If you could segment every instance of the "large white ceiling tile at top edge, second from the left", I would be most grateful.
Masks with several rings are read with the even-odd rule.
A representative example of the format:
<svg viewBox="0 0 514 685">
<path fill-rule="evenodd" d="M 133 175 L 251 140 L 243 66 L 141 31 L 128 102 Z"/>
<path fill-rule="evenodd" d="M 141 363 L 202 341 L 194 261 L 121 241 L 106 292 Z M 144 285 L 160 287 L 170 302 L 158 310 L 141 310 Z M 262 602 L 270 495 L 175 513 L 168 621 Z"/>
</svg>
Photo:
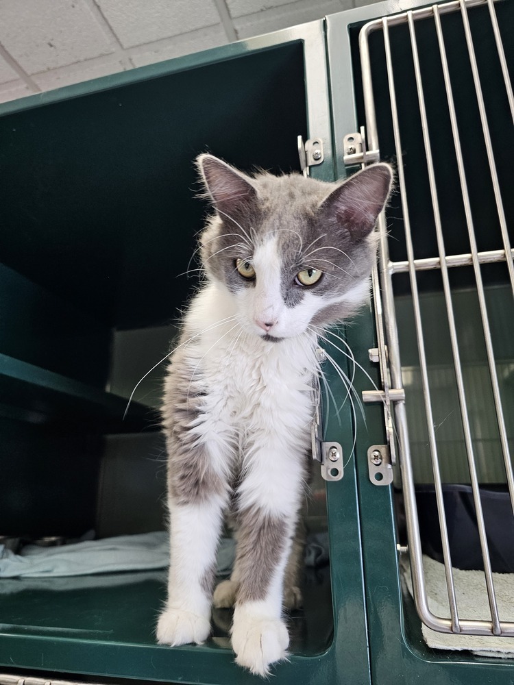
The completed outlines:
<svg viewBox="0 0 514 685">
<path fill-rule="evenodd" d="M 95 0 L 123 47 L 219 24 L 212 0 Z"/>
</svg>

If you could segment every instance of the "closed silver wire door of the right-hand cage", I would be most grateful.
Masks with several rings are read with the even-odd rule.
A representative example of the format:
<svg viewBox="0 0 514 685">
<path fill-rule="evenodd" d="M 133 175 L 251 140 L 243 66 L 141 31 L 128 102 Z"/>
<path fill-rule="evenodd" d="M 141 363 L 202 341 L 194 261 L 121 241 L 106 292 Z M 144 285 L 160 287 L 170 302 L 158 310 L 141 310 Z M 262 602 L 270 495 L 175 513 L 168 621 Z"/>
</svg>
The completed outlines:
<svg viewBox="0 0 514 685">
<path fill-rule="evenodd" d="M 374 297 L 415 605 L 432 630 L 496 636 L 514 636 L 514 617 L 498 610 L 485 513 L 487 492 L 501 492 L 504 544 L 514 549 L 511 8 L 441 3 L 371 21 L 359 37 L 367 147 L 397 165 L 397 193 L 379 220 Z M 445 616 L 427 597 L 420 483 L 434 494 Z M 454 567 L 463 566 L 445 499 L 456 484 L 476 526 L 468 547 L 484 573 L 484 620 L 459 612 Z"/>
</svg>

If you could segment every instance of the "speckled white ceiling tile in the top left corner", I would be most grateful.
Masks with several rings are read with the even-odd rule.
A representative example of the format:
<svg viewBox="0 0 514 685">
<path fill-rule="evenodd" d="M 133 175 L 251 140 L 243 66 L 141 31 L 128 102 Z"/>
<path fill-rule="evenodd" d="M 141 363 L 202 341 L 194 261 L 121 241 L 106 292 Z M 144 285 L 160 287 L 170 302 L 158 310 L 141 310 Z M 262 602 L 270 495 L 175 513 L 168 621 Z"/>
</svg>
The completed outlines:
<svg viewBox="0 0 514 685">
<path fill-rule="evenodd" d="M 0 42 L 29 74 L 112 52 L 84 0 L 0 0 Z"/>
</svg>

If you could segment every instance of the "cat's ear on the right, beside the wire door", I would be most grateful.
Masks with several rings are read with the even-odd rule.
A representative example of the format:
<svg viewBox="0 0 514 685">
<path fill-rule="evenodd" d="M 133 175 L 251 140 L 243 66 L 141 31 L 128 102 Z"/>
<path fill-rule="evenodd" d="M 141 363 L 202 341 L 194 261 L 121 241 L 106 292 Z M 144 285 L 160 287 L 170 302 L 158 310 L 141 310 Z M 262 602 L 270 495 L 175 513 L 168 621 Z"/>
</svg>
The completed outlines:
<svg viewBox="0 0 514 685">
<path fill-rule="evenodd" d="M 319 211 L 326 221 L 345 228 L 354 240 L 374 229 L 393 182 L 389 164 L 373 164 L 359 171 L 323 200 Z"/>
</svg>

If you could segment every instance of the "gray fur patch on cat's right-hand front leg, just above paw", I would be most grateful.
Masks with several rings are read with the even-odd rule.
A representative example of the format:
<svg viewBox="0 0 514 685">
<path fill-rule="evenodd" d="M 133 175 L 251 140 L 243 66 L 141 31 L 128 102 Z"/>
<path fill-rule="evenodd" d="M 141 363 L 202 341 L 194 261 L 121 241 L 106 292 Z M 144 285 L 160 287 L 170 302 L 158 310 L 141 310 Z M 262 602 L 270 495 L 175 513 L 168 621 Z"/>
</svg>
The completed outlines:
<svg viewBox="0 0 514 685">
<path fill-rule="evenodd" d="M 236 565 L 239 573 L 238 603 L 266 597 L 269 580 L 286 545 L 287 527 L 282 519 L 252 508 L 241 512 Z"/>
</svg>

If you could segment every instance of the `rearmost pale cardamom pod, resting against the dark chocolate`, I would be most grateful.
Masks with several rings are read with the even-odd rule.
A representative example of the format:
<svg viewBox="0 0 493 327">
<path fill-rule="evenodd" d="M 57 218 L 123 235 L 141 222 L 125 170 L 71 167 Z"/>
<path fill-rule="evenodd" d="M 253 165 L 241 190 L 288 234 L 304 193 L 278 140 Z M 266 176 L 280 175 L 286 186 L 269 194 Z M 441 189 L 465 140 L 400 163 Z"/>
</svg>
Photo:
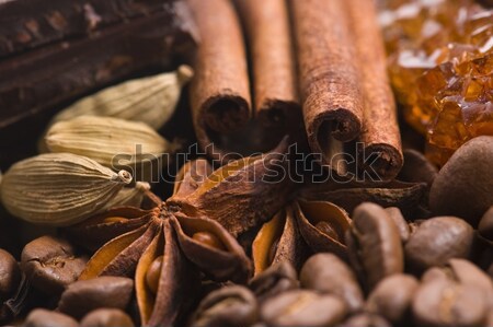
----
▸ **Required work**
The data must come back word for word, with every picture removed.

▸ **Response box**
If you could segment every instance of the "large white ceiling tile at top edge, second from the left", I would be most grateful.
Masks with several rings are read with the even-odd rule.
A representative example of the format:
<svg viewBox="0 0 514 685">
<path fill-rule="evenodd" d="M 133 175 L 251 140 L 243 66 L 141 31 L 128 102 Z"/>
<path fill-rule="evenodd" d="M 141 363 L 202 341 L 194 261 L 121 241 L 106 292 Z M 144 285 L 160 287 L 170 302 L 158 310 L 141 310 Z M 262 602 L 270 495 L 175 513 L 168 621 Z"/>
</svg>
Photo:
The completed outlines:
<svg viewBox="0 0 514 685">
<path fill-rule="evenodd" d="M 95 0 L 123 47 L 219 24 L 212 0 Z"/>
</svg>

If you could segment every instance of the "closed silver wire door of the right-hand cage", I would be most grateful.
Masks with several rings are read with the even-odd rule.
A representative example of the format:
<svg viewBox="0 0 514 685">
<path fill-rule="evenodd" d="M 133 175 L 251 140 L 243 66 L 141 31 L 128 102 Z"/>
<path fill-rule="evenodd" d="M 141 363 L 202 341 L 194 261 L 121 241 L 106 292 Z M 144 285 L 160 287 L 170 302 L 158 310 L 141 310 Z M 262 602 L 270 495 L 175 513 L 168 621 Z"/>
</svg>
The completed outlines:
<svg viewBox="0 0 514 685">
<path fill-rule="evenodd" d="M 374 297 L 415 605 L 432 630 L 496 636 L 514 636 L 514 617 L 498 610 L 485 513 L 487 492 L 501 492 L 504 544 L 514 549 L 511 8 L 441 3 L 371 21 L 359 37 L 367 147 L 397 165 L 397 193 L 379 220 Z M 445 616 L 427 597 L 420 483 L 434 494 Z M 454 567 L 463 566 L 445 499 L 456 484 L 476 526 L 468 547 L 484 573 L 484 620 L 459 612 Z"/>
</svg>

If you could segment every instance of the "speckled white ceiling tile in the top left corner", I would be most grateful.
Masks with several rings are read with the even-odd rule.
A representative example of the format:
<svg viewBox="0 0 514 685">
<path fill-rule="evenodd" d="M 133 175 L 251 140 L 243 66 L 141 31 L 128 102 Z"/>
<path fill-rule="evenodd" d="M 141 363 L 202 341 L 194 261 L 121 241 L 106 292 Z M 144 285 L 160 287 L 170 302 L 158 310 L 141 310 Z M 262 602 L 270 495 L 175 513 L 168 621 Z"/>
</svg>
The completed outlines:
<svg viewBox="0 0 514 685">
<path fill-rule="evenodd" d="M 0 42 L 29 74 L 112 52 L 84 0 L 0 0 Z"/>
</svg>

If you could segment every instance of the "cat's ear on the right, beside the wire door", I would be most grateful.
Masks with several rings are read with the even-odd rule.
A representative example of the format:
<svg viewBox="0 0 514 685">
<path fill-rule="evenodd" d="M 133 175 L 251 140 L 243 66 L 141 31 L 128 102 Z"/>
<path fill-rule="evenodd" d="M 141 363 L 202 341 L 194 261 L 121 241 L 106 292 Z M 144 285 L 160 287 L 170 302 L 158 310 L 141 310 Z M 262 602 L 270 495 L 175 513 L 168 621 Z"/>
</svg>
The completed outlines:
<svg viewBox="0 0 514 685">
<path fill-rule="evenodd" d="M 319 211 L 326 221 L 345 228 L 354 240 L 374 229 L 393 182 L 389 164 L 373 164 L 359 171 L 323 200 Z"/>
</svg>

If you could segment every instance of the "gray fur patch on cat's right-hand front leg, just above paw", I would be most grateful.
Masks with several rings are read with the even-odd rule.
A representative example of the format:
<svg viewBox="0 0 514 685">
<path fill-rule="evenodd" d="M 133 175 L 251 140 L 243 66 L 141 31 L 128 102 Z"/>
<path fill-rule="evenodd" d="M 141 363 L 202 341 L 194 261 L 121 241 L 106 292 Z M 144 285 L 160 287 L 170 302 L 158 310 L 141 310 Z M 262 602 L 270 495 L 175 513 L 168 621 Z"/>
</svg>
The completed outlines:
<svg viewBox="0 0 514 685">
<path fill-rule="evenodd" d="M 236 565 L 239 573 L 238 603 L 266 597 L 269 580 L 286 545 L 287 527 L 282 519 L 252 508 L 241 512 Z"/>
</svg>

If you could segment every instance of the `rearmost pale cardamom pod, resting against the dark chocolate`, I would be most grateful.
Masks with several rings are read with the even-odd rule.
A representative example of the format:
<svg viewBox="0 0 493 327">
<path fill-rule="evenodd" d="M 57 218 L 123 235 L 141 222 L 125 170 L 71 167 Z"/>
<path fill-rule="evenodd" d="M 253 165 L 241 190 L 288 234 L 304 193 L 278 140 Z M 266 176 L 280 175 L 286 186 L 269 194 Z M 441 189 L 465 140 L 400 163 Z"/>
</svg>
Photo:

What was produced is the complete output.